Anfang letzten Jahres bahnte sich ein bedenklicher Trend an:

Das bekannteste Beispiel hierfür war Capital One, das mehr als 1100 Stellen im Technologie-Bereich strich. Dies war Teil einer breit angelegten Maßnahme zur Kostensenkung und Effizienzsteigerung. Capital One schrieb:

„Die agile Rolle in unserer Tech-Organisation war für unsere früheren Transformationsphasen von entscheidender Bedeutung, aber mit zunehmender Reife unserer Organisation ist der natürliche nächste Schritt die Integration agiler Lieferprozesse direkt in den Kern unserer Entwicklungspraktiken.“

Die Bank begründet diesen Schritt zum einen mit einer schwierigen wirtschaftlichen Lage. Zum anderen damit, dass in den vergangenen Jahren viel in Technologie und Agile Transformation investiert wurde und diese Prozesse jetzt gestrafft werden, um Kosten zu sparen.

Gespeicherte Datensätze:

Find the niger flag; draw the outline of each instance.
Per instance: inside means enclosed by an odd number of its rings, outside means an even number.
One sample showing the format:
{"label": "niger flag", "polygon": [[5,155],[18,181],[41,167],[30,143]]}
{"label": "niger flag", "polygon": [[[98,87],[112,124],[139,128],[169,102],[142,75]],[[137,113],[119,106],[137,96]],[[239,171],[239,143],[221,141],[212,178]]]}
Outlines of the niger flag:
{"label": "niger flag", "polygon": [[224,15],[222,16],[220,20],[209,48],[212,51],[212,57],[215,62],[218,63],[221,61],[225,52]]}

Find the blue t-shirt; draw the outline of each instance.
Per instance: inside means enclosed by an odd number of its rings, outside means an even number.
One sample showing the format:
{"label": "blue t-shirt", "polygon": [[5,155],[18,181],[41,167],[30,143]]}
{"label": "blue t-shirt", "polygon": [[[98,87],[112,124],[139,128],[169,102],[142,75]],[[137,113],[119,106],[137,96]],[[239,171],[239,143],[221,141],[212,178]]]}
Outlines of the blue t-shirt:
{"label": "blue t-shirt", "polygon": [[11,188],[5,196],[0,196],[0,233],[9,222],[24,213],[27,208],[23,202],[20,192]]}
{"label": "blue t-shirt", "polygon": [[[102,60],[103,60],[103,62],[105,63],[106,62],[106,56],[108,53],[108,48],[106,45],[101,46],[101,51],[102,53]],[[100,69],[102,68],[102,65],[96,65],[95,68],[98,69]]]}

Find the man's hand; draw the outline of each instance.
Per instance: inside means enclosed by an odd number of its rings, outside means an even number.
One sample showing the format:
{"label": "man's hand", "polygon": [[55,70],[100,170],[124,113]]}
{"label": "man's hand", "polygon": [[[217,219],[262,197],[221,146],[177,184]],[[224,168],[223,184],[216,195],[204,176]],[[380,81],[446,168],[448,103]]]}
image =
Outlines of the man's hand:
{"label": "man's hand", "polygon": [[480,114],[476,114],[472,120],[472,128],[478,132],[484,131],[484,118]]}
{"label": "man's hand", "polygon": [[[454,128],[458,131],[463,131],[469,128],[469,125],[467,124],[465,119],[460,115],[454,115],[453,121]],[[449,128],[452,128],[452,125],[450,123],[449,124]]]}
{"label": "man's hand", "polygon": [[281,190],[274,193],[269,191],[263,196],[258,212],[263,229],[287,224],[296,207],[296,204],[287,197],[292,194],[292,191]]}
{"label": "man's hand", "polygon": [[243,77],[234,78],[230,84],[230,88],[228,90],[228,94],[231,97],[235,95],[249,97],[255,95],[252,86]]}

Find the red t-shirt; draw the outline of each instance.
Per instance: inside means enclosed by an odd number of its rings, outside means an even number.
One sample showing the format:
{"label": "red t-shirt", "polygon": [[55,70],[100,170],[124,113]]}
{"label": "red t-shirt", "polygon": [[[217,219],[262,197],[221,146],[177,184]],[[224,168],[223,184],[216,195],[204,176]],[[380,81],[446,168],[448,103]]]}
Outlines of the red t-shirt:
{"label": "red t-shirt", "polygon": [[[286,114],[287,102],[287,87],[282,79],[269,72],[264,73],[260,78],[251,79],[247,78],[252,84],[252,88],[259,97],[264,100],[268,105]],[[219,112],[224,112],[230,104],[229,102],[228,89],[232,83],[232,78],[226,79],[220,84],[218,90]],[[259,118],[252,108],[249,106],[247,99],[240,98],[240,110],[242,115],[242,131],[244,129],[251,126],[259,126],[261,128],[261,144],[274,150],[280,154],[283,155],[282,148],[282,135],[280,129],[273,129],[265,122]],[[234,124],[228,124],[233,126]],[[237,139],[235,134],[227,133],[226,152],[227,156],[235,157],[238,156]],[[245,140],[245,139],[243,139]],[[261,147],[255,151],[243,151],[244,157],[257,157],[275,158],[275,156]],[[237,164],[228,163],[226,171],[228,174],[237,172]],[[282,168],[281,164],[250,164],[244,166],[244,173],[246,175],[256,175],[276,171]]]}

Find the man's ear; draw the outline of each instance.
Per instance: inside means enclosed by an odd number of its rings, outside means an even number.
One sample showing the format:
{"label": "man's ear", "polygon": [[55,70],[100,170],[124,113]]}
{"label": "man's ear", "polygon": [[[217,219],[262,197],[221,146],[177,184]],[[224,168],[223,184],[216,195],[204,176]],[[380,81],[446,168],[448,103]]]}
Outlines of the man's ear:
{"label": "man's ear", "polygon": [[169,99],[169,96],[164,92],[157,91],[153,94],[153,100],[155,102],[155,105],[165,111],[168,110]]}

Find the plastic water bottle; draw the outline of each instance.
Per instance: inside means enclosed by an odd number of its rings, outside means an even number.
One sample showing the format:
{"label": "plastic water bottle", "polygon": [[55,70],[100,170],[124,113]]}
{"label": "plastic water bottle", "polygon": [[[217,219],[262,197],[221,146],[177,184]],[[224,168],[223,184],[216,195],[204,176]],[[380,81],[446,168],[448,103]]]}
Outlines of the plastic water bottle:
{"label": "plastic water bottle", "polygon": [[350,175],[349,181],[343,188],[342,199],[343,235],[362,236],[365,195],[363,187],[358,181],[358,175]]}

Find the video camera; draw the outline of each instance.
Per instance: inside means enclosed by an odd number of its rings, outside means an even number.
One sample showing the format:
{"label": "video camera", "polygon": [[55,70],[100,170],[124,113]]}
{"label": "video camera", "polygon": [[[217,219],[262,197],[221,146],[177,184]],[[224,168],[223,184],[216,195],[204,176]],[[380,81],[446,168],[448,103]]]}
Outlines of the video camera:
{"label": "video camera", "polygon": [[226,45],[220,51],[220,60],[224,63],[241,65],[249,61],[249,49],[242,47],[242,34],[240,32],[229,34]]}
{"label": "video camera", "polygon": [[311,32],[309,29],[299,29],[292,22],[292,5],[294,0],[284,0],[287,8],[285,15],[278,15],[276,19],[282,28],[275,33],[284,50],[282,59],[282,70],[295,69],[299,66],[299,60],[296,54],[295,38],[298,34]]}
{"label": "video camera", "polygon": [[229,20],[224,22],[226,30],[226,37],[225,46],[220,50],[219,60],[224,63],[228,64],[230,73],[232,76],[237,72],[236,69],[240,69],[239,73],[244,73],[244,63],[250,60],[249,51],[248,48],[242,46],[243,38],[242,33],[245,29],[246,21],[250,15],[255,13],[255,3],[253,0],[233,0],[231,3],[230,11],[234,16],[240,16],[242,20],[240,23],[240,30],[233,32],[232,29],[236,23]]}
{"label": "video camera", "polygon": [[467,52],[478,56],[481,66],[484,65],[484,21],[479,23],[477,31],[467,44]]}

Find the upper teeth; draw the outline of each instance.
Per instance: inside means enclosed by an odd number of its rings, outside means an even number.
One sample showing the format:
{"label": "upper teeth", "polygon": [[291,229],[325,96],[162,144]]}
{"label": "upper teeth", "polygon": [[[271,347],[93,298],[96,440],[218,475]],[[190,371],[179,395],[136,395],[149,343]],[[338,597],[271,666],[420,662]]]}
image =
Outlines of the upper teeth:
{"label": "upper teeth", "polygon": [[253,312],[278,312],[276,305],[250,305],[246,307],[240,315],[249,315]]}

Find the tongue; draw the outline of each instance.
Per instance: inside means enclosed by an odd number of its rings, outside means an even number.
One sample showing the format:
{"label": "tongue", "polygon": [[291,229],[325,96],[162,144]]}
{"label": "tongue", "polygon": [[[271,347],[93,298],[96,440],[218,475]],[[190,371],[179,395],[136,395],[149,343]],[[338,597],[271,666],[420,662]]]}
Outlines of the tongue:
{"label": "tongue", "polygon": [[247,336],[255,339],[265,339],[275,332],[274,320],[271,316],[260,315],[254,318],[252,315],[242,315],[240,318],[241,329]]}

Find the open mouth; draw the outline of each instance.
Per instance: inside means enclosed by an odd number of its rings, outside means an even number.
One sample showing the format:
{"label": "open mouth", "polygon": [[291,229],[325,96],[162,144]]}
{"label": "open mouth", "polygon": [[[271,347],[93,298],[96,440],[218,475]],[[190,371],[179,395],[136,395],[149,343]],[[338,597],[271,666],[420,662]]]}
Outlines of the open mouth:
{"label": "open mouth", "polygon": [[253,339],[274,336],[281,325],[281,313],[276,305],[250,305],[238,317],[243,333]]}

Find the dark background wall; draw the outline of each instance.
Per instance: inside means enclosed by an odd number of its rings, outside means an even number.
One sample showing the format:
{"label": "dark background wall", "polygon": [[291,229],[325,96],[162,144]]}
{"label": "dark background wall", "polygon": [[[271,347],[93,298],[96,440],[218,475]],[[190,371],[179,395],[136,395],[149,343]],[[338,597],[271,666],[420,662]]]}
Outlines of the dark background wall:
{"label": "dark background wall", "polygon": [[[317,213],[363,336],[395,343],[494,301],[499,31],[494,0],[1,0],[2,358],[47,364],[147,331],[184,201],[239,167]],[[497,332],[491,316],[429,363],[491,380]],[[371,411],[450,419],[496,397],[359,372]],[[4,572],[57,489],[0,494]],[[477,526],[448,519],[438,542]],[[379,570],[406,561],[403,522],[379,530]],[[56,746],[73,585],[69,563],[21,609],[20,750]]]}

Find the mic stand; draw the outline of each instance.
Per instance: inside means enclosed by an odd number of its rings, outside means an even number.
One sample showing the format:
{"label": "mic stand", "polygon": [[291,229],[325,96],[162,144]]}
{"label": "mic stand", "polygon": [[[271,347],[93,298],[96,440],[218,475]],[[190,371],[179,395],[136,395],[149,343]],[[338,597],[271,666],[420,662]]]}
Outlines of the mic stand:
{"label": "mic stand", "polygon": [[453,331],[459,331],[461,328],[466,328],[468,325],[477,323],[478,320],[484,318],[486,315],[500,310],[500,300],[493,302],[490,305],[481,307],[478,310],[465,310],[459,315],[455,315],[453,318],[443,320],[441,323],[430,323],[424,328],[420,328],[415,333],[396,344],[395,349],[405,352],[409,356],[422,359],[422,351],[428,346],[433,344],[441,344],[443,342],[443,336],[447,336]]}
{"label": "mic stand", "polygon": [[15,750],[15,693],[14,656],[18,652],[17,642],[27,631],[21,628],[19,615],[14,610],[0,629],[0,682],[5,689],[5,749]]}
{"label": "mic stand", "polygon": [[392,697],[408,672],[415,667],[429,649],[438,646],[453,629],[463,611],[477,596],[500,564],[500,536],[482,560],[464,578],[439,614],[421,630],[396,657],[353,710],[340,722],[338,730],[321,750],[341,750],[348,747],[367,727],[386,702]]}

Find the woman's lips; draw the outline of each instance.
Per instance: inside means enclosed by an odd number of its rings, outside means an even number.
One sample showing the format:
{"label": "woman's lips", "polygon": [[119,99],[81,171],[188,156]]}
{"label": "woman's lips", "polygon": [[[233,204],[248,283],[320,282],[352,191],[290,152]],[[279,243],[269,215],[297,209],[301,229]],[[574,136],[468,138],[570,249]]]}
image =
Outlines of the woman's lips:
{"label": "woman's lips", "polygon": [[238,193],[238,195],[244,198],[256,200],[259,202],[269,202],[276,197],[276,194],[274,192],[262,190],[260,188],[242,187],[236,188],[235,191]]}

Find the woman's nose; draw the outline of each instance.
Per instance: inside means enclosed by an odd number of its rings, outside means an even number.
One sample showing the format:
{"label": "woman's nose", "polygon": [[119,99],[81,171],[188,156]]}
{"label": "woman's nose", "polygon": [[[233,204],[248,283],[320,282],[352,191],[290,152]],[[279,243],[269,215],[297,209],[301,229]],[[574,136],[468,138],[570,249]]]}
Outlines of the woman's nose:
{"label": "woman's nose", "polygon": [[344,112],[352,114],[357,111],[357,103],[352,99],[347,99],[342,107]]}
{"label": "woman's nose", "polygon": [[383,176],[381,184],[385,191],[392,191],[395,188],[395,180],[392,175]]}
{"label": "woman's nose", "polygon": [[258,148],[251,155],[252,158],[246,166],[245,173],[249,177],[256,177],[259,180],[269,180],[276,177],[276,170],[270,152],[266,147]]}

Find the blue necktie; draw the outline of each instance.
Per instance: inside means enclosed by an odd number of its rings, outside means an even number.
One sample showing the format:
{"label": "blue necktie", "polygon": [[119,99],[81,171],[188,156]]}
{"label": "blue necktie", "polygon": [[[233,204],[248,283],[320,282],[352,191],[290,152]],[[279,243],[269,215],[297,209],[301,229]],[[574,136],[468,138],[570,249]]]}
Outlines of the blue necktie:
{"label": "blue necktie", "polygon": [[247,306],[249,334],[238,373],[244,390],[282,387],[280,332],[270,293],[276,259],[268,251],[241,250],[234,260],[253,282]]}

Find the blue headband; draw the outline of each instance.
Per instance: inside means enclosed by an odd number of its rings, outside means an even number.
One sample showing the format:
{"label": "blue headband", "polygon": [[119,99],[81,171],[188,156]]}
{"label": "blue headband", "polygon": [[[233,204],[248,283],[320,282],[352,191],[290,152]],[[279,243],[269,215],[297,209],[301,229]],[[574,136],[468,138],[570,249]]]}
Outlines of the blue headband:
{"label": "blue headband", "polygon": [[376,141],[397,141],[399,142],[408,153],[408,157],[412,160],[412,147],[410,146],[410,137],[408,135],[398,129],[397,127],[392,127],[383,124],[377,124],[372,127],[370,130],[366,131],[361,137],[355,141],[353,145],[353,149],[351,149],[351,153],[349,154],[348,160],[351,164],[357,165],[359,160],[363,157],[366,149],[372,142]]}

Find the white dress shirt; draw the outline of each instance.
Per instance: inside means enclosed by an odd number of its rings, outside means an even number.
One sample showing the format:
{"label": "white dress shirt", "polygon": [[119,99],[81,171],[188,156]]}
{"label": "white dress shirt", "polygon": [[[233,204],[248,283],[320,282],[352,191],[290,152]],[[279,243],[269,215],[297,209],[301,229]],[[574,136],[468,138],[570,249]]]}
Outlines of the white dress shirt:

> **Zu lösende Aufgaben**
A) Kopiere aus dem Text über den Stellenabbau bei Capital One wortgetreu die Stelle, die mit „Anfang letzten Jahres“ beginnt und bis einschließlich „Kosten zu sparen.“ reicht.
B) Setze den Text über den Stellenabbau bei Capital One im Anschluss an seinen letzten Satz fort.

> **Antworten je Aufgabe**
A)
Anfang letzten Jahres bahnte sich ein bedenklicher Trend an:

Das bekannteste Beispiel hierfür war Capital One, das mehr als 1100 Stellen im Technologie-Bereich strich. Dies war Teil einer breit angelegten Maßnahme zur Kostensenkung und Effizienzsteigerung. Capital One schrieb:

„Die agile Rolle in unserer Tech-Organisation war für unsere früheren Transformationsphasen von entscheidender Bedeutung, aber mit zunehmender Reife unserer Organisation ist der natürliche nächste Schritt die Integration agiler Lieferprozesse direkt in den Kern unserer Entwicklungspraktiken.“

Die Bank begründet diesen Schritt zum einen mit einer schwierigen wirtschaftlichen Lage. Zum anderen damit, dass in den vergangenen Jahren viel in Technologie und Agile Transformation investiert wurde und diese Prozesse jetzt gestrafft werden, um Kosten zu sparen.

B)
Dass es sich nicht nur um eine Schlagzeile handelt, konnte ich das ganze letzte Jahr mitverfolgen. Hierfür genügt ein Blick auf die Anmeldezahlen für das „Professional Scrum Master“-Training:

  • 2020: 6 Studenten
  • 2021: 118 Studenten
  • 2022: 121 Studenten
  • 2023: 56 Studenten

Wie du sehen kannst, hat sich die Nachfrage vom Jahr 2022 zum Jahr 2023 halbiert.

Und dass es sich wirklich um einen Abwärtstrend handelt und nicht nur um marktbedingte Schwankungen, ist mir seit Ende des letzten Jahres bewusst.

In dem agilen Beratungsunternehmen Colenet, in dem ich arbeite, unterstützen wir neben der Software- und Organisationsentwicklung unsere Kunden auch mit agilem Coaching. Bei Colenet arbeiten nur Coaches, die bereits über eine große Erfahrung verfügen. 
Im Beratungsgeschäft ist es dabei üblich, dass nie alle Coaches gleichzeitig einen Auftrag haben. Es gibt immer den einen oder anderen Kollegen, der auf der Suche nach einem neuen Projekt ist.

Seit Anfang dieses Jahres suchen gleich vier sehr gut ausgebildete, erfahrene Kollegen ein Projekt. Was so noch nie vorkam.

Und damit ist Colenet kein Einzelfall.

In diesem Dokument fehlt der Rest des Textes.